* BEGIN EXCERPTED RECORDS *

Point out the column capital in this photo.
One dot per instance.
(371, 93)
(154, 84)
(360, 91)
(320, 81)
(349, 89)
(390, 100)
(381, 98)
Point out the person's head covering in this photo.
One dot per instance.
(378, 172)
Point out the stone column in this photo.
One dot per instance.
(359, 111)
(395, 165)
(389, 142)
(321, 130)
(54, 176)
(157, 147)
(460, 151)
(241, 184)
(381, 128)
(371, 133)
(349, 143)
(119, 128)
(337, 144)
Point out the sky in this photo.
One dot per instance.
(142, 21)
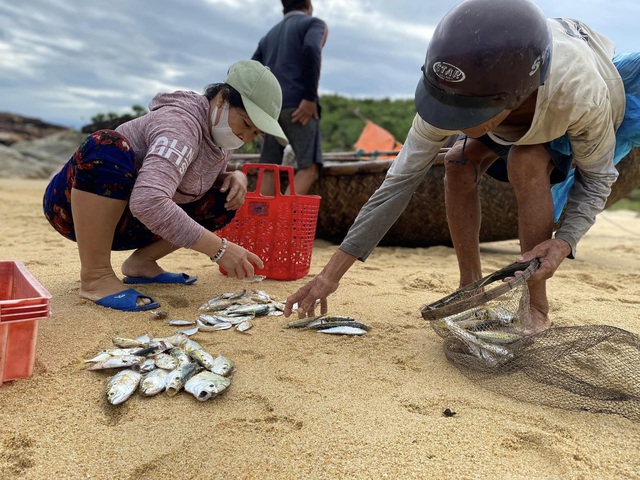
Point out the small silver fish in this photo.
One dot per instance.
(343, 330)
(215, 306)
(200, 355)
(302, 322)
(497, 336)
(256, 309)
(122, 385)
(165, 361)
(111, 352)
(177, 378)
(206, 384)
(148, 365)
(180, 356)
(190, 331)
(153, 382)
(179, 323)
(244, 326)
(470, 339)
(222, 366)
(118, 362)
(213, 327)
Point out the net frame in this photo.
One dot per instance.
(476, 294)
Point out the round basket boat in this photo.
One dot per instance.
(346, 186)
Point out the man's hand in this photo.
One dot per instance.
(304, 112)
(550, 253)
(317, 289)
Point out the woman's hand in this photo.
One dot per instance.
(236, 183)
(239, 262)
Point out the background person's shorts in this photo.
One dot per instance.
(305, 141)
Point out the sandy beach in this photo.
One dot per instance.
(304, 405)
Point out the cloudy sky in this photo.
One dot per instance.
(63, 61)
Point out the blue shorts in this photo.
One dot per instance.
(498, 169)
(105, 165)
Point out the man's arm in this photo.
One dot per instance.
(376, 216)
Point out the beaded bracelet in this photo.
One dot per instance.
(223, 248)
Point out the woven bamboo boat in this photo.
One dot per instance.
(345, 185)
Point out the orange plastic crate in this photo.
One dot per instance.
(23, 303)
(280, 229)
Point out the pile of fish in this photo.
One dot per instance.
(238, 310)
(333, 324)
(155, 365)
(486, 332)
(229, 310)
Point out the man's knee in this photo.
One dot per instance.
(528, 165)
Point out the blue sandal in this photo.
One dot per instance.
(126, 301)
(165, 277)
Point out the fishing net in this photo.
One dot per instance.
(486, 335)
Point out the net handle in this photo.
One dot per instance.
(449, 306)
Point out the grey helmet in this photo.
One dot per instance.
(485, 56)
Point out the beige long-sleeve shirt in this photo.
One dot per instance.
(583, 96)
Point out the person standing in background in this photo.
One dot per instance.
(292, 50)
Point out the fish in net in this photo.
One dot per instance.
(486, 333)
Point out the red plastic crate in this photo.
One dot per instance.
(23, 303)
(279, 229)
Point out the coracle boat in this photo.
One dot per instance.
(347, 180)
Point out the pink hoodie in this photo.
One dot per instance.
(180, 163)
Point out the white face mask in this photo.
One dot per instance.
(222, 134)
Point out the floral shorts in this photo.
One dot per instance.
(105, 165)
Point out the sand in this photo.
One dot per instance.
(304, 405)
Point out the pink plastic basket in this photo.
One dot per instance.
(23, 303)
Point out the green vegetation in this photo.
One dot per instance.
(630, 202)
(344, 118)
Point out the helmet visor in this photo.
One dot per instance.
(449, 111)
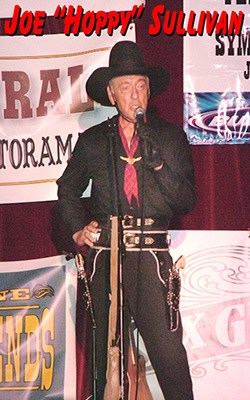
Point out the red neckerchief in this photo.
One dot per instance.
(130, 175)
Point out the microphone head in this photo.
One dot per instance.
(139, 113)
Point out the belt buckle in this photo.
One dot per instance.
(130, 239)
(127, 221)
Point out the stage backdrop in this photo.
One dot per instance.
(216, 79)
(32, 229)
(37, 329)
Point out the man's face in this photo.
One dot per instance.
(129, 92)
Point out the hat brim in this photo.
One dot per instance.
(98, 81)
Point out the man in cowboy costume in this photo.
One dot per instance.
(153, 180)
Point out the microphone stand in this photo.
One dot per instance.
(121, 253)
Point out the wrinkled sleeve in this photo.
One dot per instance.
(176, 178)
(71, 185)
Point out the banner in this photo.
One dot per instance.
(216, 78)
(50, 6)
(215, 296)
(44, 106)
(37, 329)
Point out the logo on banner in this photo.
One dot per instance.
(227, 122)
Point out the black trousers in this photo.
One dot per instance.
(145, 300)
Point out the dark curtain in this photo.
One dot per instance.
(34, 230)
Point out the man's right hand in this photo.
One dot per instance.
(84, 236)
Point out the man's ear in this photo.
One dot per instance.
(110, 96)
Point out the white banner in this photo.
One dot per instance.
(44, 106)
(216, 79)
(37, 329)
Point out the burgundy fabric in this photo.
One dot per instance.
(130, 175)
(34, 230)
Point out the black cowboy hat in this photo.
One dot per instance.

* END EXCERPTED RECORDS *
* BEGIN EXCERPTED RECORDS *

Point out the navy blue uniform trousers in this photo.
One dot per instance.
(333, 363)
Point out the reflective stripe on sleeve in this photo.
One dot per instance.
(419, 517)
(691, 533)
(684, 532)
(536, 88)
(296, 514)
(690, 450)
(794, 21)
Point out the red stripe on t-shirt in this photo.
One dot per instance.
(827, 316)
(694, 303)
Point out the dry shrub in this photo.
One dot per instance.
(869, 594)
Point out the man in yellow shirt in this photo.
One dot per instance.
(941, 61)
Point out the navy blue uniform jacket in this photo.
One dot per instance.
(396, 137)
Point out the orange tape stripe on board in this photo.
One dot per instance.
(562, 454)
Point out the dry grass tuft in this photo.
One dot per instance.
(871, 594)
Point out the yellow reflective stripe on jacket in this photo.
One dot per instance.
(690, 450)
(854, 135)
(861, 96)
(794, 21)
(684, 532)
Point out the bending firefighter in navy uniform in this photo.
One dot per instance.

* END EXCERPTED RECORDS *
* BEGIN EXCERPTED RECORDS *

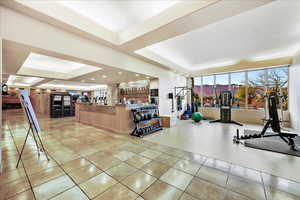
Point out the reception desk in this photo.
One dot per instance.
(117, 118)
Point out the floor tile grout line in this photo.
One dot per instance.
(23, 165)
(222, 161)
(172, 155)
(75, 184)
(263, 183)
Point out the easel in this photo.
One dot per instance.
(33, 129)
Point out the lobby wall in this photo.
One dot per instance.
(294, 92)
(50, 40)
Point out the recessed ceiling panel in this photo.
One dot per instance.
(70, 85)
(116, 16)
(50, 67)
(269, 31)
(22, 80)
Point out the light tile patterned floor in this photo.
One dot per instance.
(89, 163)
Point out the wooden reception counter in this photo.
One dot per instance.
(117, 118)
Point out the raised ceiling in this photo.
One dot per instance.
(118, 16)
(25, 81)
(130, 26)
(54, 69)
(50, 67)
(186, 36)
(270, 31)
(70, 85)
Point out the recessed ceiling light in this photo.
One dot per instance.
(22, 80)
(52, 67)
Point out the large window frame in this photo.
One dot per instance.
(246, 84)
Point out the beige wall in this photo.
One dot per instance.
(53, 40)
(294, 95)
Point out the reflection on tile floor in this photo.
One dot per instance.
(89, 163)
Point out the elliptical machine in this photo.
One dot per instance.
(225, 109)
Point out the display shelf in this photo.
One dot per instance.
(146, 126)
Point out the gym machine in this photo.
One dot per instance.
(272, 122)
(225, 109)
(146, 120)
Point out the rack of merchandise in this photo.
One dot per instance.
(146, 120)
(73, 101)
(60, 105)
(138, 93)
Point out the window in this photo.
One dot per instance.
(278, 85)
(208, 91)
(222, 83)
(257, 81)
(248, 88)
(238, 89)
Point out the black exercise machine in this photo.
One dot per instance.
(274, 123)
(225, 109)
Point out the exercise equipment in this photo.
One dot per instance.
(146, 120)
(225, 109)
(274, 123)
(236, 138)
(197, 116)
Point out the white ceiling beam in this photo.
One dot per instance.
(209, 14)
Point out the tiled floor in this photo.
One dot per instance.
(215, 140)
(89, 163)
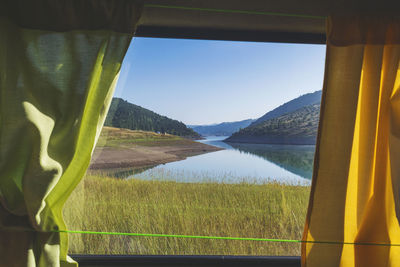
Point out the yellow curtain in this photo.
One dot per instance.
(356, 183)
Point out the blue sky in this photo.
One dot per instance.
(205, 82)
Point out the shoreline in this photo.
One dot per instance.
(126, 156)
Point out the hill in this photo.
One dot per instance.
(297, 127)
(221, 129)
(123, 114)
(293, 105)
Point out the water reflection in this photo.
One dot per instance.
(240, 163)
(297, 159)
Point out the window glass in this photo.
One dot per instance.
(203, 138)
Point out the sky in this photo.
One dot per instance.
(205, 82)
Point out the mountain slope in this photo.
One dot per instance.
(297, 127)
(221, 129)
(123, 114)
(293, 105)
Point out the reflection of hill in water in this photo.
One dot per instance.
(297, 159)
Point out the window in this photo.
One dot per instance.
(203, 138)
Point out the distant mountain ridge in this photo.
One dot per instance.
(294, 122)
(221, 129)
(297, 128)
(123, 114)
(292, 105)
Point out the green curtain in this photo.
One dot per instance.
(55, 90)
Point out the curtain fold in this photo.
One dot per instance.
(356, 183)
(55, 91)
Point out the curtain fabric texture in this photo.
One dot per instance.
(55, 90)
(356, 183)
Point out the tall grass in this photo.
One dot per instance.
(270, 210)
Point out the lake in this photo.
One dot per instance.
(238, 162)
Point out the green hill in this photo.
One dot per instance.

* END EXCERPTED RECORDS *

AIM OF THE TASK:
Find each line in the records above that contains the word "background", and copy those lines.

ANSWER TO THIS PROBLEM:
Point out the background person's shorts in this photo.
Point out the person standing in background in this photo.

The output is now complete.